(Excerpts from a location annotation dataset)
::::::

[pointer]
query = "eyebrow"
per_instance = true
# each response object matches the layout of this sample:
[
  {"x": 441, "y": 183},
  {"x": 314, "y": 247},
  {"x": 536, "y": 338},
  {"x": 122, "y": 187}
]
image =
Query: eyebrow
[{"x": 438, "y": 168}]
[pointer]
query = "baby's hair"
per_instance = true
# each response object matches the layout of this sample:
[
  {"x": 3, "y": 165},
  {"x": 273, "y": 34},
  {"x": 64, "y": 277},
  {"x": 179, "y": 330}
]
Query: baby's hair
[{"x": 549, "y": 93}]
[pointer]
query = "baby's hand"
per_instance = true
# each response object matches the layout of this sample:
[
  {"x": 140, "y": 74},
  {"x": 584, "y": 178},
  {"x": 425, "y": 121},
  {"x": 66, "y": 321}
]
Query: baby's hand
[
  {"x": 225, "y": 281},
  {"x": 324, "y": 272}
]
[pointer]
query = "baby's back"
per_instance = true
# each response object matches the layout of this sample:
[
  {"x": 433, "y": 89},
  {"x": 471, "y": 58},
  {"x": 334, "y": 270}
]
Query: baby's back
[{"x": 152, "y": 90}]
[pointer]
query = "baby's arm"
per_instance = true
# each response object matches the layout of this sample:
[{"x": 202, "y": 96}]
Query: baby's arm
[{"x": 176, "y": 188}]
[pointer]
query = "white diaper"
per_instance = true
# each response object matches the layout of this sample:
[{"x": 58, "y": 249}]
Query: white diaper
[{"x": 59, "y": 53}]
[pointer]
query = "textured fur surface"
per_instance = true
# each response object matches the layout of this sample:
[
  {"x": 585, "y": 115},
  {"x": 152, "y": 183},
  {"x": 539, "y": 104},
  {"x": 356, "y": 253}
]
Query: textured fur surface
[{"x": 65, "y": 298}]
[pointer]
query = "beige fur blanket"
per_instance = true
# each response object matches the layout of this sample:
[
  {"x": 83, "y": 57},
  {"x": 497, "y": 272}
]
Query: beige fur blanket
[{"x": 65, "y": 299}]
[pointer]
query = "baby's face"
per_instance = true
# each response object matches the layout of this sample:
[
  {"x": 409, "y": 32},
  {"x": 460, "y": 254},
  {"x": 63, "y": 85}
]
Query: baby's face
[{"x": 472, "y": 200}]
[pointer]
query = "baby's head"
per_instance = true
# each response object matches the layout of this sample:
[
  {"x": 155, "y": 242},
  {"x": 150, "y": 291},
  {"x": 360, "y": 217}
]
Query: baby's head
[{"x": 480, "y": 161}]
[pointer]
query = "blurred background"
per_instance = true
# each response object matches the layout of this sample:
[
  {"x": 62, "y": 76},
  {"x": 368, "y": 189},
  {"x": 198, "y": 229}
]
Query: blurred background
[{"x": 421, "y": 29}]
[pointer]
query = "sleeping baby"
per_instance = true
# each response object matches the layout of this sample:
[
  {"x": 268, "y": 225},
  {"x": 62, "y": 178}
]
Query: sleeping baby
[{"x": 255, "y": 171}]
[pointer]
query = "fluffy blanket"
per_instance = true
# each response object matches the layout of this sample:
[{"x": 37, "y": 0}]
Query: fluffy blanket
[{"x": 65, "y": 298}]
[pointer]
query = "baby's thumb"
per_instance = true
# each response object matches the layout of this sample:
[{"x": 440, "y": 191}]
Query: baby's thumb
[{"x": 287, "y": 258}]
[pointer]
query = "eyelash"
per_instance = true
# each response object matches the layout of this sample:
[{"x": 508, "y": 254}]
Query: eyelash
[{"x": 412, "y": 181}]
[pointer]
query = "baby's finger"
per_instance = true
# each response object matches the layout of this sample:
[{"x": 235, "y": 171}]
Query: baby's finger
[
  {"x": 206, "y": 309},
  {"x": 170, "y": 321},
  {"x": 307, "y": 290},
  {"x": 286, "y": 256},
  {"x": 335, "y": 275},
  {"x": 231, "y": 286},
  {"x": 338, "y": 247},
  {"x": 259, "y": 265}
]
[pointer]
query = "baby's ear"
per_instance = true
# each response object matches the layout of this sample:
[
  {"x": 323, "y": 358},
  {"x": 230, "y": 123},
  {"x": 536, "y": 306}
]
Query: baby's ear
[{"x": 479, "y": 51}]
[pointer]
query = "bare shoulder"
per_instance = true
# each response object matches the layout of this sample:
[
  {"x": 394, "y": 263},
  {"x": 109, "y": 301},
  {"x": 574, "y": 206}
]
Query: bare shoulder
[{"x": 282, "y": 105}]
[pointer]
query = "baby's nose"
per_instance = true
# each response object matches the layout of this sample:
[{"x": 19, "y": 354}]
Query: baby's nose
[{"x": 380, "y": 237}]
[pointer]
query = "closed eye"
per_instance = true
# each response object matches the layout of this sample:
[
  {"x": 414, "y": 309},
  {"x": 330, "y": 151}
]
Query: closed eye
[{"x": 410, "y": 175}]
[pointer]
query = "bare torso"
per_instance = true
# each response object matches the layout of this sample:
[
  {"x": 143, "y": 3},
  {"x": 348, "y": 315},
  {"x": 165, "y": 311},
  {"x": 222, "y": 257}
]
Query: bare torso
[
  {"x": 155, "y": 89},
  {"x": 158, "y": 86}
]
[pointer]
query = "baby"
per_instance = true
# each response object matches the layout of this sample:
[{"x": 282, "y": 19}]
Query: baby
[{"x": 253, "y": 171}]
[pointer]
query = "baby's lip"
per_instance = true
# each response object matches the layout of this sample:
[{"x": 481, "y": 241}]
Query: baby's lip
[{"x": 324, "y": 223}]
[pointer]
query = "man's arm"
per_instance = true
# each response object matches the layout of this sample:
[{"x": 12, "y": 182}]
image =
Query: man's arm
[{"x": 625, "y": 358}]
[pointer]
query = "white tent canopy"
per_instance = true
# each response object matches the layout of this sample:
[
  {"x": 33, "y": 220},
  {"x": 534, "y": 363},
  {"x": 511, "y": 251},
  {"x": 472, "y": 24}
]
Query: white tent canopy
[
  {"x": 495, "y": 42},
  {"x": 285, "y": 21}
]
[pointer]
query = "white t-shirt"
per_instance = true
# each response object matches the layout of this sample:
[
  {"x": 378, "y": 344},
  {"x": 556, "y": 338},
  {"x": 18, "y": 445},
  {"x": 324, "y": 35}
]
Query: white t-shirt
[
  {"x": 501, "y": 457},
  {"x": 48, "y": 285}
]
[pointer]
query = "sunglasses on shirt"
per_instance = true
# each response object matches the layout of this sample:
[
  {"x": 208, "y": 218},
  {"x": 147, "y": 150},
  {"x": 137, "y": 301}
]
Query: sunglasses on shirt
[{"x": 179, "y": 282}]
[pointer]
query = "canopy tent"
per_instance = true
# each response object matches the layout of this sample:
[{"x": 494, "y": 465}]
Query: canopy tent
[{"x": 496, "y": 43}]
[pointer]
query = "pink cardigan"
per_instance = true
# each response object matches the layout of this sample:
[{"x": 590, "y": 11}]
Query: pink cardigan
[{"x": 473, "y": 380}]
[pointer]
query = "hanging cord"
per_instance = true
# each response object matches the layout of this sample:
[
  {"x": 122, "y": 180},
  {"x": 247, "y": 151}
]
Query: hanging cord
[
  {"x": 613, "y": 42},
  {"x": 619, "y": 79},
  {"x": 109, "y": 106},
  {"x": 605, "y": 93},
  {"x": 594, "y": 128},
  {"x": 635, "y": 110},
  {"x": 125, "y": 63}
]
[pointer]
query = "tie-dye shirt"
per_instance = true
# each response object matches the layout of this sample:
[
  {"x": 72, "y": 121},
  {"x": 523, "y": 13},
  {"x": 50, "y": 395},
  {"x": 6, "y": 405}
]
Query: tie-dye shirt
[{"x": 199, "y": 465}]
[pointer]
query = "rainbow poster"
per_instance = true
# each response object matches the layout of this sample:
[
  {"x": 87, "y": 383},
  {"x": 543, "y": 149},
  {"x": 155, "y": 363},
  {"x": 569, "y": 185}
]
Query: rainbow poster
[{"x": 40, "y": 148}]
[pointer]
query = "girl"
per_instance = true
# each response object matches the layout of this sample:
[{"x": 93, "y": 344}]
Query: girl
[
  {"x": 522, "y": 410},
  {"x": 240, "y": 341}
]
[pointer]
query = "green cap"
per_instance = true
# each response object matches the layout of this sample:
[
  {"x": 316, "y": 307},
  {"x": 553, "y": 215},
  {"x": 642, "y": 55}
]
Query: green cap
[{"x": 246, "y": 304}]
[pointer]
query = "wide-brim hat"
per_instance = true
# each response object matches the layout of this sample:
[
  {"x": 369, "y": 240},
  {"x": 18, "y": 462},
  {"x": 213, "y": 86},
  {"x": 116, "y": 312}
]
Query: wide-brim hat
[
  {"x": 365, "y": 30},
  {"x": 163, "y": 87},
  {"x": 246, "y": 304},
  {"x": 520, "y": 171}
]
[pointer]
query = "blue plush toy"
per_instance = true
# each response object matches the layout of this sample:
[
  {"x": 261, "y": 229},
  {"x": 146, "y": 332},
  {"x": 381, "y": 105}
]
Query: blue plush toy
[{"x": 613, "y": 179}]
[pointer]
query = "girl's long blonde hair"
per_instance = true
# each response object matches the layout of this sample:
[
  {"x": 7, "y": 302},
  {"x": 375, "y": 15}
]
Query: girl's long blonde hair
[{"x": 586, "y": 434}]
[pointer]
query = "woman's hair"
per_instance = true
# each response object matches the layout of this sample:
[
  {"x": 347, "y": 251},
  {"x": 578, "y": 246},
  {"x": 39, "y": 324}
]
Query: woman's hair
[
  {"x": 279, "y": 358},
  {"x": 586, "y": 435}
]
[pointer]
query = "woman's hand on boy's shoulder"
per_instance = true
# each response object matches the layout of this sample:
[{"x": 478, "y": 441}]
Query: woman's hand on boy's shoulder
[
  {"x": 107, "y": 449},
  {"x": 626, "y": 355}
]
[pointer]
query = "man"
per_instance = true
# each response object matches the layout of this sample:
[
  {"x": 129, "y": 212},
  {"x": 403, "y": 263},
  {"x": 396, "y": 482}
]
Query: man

::::::

### [Given request]
How many lines of the listing contain the string "sleeping"? Give only the number.

### [Exercise output]
2